Filhos, nunca quis tê-los

Sei que os versos de Vinícus de Moraes contrapõem com viés lúdico o caráter definitivo do meu título-manifesto: …“mas se não os temos/ como sabê-los?…’ Apesar de sempre ter apreciado a leveza do poeta e de reconhecer no seu ‘Poema Enjoadinho’ (*) bons argumentos para convencer quem estiver adiando o momento de aventurar-se na experiência da maternidade/paternidade, minha covicção contrária sempre foi visceral, ainda que, durante muito tempo, eu não tenha conseguido articulá-la.

E foi essa dificuldade em explicar, racionalmente, porque nunca quis (e continuo não querendo) ser mãe que me confundiu. A primeira vez aconteceu quando, aos 20 e alguns anos, todos à minha volta perguntavam quando chegaria o rebento (!). Afinal, eu já estava casada (bem casada) há quatro anos, com um marido disposto a encarar a paternidade, contando com o suporte de potenciais avós prontos e ávidos para assumir seus papéis, e com a minha vida profissional promissoramente encaminhada …

“Então”, – todos perguntavam – “O que está faltando?”

“Nada”, eu respondia.

“Se nada falta, então, quando?” – Todos insistiam.

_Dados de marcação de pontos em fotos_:
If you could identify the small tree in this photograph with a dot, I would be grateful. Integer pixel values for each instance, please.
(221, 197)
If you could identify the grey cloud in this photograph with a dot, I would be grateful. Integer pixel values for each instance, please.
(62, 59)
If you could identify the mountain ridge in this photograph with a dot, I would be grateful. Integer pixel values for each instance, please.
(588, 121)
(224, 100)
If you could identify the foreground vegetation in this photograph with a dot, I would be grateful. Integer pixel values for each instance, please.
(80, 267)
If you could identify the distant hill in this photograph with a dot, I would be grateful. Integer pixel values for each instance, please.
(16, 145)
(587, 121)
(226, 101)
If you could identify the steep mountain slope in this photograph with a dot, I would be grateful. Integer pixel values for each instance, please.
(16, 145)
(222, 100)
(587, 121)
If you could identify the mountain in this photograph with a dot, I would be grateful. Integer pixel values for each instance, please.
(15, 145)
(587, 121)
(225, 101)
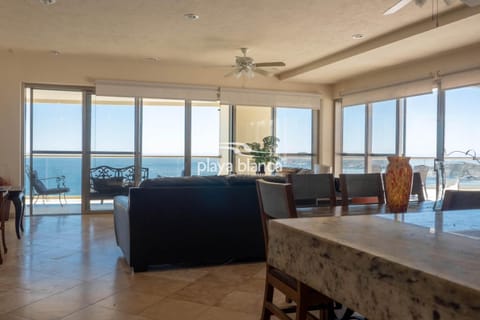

_REQUISITO_:
Transcreva na íntegra o texto sobre a decisão de nunca ter filhos, sem alterar nada. As linhas acima não são necessárias.

_SOLUÇÃO DA TAREFA_:
Filhos, nunca quis tê-los

Sei que os versos de Vinícus de Moraes contrapõem com viés lúdico o caráter definitivo do meu título-manifesto: …“mas se não os temos/ como sabê-los?…’ Apesar de sempre ter apreciado a leveza do poeta e de reconhecer no seu ‘Poema Enjoadinho’ (*) bons argumentos para convencer quem estiver adiando o momento de aventurar-se na experiência da maternidade/paternidade, minha covicção contrária sempre foi visceral, ainda que, durante muito tempo, eu não tenha conseguido articulá-la.

E foi essa dificuldade em explicar, racionalmente, porque nunca quis (e continuo não querendo) ser mãe que me confundiu. A primeira vez aconteceu quando, aos 20 e alguns anos, todos à minha volta perguntavam quando chegaria o rebento (!). Afinal, eu já estava casada (bem casada) há quatro anos, com um marido disposto a encarar a paternidade, contando com o suporte de potenciais avós prontos e ávidos para assumir seus papéis, e com a minha vida profissional promissoramente encaminhada …

“Então”, – todos perguntavam – “O que está faltando?”

“Nada”, eu respondia.

“Se nada falta, então, quando?” – Todos insistiam.